Rescale the records from their start through the line containing "[1063, 614]", inclusive: rewrite each of those lines, requests included, with every coordinate in the answers multiplied by 1.1 and rounded to a whole number, halves up. Return only those lines.

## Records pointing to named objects
##########
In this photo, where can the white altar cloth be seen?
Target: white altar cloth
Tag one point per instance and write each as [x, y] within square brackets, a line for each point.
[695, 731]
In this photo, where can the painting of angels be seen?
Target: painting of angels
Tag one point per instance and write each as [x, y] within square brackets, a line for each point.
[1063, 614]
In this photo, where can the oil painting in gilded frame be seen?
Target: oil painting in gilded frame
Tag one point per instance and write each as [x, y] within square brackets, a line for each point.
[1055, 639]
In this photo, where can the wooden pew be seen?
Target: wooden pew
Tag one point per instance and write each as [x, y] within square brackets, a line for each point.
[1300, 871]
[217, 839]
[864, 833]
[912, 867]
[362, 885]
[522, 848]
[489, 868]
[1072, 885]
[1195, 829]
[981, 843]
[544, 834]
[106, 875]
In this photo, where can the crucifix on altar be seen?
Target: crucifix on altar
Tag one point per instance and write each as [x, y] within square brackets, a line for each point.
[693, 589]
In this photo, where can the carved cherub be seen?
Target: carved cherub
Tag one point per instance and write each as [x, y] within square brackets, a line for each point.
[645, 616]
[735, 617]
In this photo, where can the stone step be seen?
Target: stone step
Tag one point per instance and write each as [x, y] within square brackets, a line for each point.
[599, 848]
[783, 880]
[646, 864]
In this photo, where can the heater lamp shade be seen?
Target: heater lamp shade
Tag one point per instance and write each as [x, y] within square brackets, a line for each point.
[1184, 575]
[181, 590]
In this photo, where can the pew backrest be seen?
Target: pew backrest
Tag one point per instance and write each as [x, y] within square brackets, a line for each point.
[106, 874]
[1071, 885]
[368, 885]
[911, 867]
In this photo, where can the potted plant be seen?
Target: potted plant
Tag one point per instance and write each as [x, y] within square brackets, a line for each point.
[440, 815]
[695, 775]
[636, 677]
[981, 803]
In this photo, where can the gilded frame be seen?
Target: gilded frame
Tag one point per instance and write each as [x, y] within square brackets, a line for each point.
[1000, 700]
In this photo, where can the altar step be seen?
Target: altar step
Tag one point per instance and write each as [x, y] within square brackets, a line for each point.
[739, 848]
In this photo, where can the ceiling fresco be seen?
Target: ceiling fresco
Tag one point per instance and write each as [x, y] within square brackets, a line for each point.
##########
## RESPONSE TO THIS EXERCISE
In this photo, where can the white altar cloth be seen?
Target: white altar cloth
Tag one point per instance and write each as [x, y] within square brackets, a line for each point.
[765, 804]
In this photo, where can the painting of angels be seen?
Target: painting of angels
Tag one point per instance and write each as [x, y] within square brackets, a line for each point.
[1169, 675]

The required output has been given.